# Your assignment
Continue the passage about the work of raising a litter of puppies, picking up right after its final line.
START Given passage
Personally, we think it takes more. If you decide to remain with the bitch
during labor and birth, be prepared for several hours of vigil and perhaps
sleepless nights and days off from work. Even though virtually all the puppy
care is up to the mother for the first several days, after then they rapidly
become more demanding of time and attention from the breeder. They must be
weighed, checked, and handled for socialization. Later you can add grooming and
kindergarten training (including crate and the beginning of house training) to
the list. Each puppy needs a minimum of fifteen minutes individual attention
each day. If there are eight pups in the litter, that's two hours right there!!
The delivery and nursery areas need frequent cleanings, and bedding must be
washed. At about three or four weeks of age the puppies begin to eat solid food
and the mother ceases to clean up after them. If the thought hasn't already
occurred to you, this is when you will realize that maybe breeding a litter
wasn't such a good idea after all. To say the puppies are messy and smelly at
this age is an understatement. Constant and diligent clean-ups and disinfecting
are necessary in order to keep everything as it should be. If you have any
abnormal situations, count on spending double the normal amount of time with
your litter. If you don't have the time to spend, you may wind up with dead
pups, or a sick bitch, or a sick bitch and sick pups; none of which is any fun.
At the very least your babies may be inadequately socialized or dirty -- which
is not appealing to a prospective buyer.
And don't forget the paperwork involved
-- litter registrations, pedigrees, answering inquiries. Not to mention the
hours spent interviewing prospective owners, either on the phone (another
expense -- long distance calls) or in person. Don't let anybody kid you --
breeding dogs is WORK.
Are you ready
for the responsibility?
END Given passage
START Data extracts
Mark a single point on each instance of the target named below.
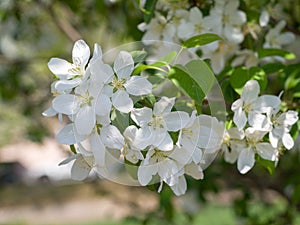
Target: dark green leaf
(199, 40)
(138, 56)
(241, 75)
(266, 52)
END Data extracts
# Written answer
In a sense, breeding a litter is like
having a child. You care for it when it's young, raise it up the best you can,
then send it on its way into the world, and then...sometimes it comes back to
you…. If you breed a litter you should be prepared to take back any puppy
which doesn't work out -- even if it's years down the road. You should always be
willing to offer a home to any dog you bred, no matter how old it is or its
physical condition. It is your responsibility for as long as it lives. What will
you do if someone returns a puppy or even an adult, and asks for a refund or
replacement? Are you prepared to give money back? Will you have other puppies to
replace it with? If not, you don't need to be breeding a litter.
Are you ready to take the responsibility
for each puppy, screen its prospective owners thoroughly, and turn down a buyer
if you don't feel it's the one for your puppy? Can you watch that money you
thought you would make walk away because you refused to sell a puppy - that you
know is not breeding quality - on full registration? It would be easy to just
let it go without checking that "Not For Breeding" box. But remember,
if you do that, this puppy will produce offspring, which will produce offspring,
ad infinitum. And you will be partly responsible.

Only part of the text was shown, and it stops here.